### Problema planteado
¿Puedes devolver las líneas de todos los registros de abajo como una lista JSON de cadenas, con una cadena por línea y sin las líneas en blanco?

━━━━━━━━━━━━━━━━

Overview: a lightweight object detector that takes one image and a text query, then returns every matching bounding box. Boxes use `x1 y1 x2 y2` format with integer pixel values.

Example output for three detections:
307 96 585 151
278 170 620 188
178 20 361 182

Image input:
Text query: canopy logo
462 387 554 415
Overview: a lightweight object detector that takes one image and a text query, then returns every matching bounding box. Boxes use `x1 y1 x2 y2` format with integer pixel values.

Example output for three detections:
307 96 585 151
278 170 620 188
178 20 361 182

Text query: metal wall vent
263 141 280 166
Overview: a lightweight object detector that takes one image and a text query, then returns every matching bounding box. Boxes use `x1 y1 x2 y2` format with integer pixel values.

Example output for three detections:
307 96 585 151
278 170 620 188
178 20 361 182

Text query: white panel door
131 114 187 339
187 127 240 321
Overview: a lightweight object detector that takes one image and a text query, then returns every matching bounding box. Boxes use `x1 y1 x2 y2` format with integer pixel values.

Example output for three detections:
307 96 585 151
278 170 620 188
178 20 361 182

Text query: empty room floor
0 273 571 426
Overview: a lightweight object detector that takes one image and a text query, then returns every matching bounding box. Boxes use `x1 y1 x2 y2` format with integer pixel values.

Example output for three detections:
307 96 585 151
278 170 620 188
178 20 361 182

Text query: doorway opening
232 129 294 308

━━━━━━━━━━━━━━━━

### En respuesta
[
  "Overview: a lightweight object detector that takes one image and a text query, then returns every matching bounding box. Boxes use `x1 y1 x2 y2` format with integer pixel values.",
  "Example output for three detections:",
  "307 96 585 151",
  "278 170 620 188",
  "178 20 361 182",
  "Image input:",
  "Text query: canopy logo",
  "462 387 554 415",
  "Overview: a lightweight object detector that takes one image and a text query, then returns every matching bounding box. Boxes use `x1 y1 x2 y2` format with integer pixel values.",
  "Example output for three detections:",
  "307 96 585 151",
  "278 170 620 188",
  "178 20 361 182",
  "Text query: metal wall vent",
  "263 141 280 166",
  "Overview: a lightweight object detector that takes one image and a text query, then returns every matching bounding box. Boxes use `x1 y1 x2 y2` format with integer pixel values.",
  "Example output for three detections:",
  "307 96 585 151",
  "278 170 620 188",
  "178 20 361 182",
  "Text query: white panel door",
  "131 114 187 339",
  "187 127 240 321",
  "Overview: a lightweight object detector that takes one image and a text query, then returns every matching bounding box. Boxes use `x1 y1 x2 y2` format with integer pixel values.",
  "Example output for three detections:",
  "307 96 585 151",
  "278 170 620 188",
  "178 20 361 182",
  "Text query: empty room floor",
  "0 273 571 426",
  "Overview: a lightweight object detector that takes one image and a text query, then returns every matching bounding box. Boxes use `x1 y1 x2 y2` format with integer pixel values.",
  "Example output for three detections:",
  "307 96 585 151",
  "278 170 620 188",
  "178 20 361 182",
  "Text query: doorway opening",
  "232 129 294 308"
]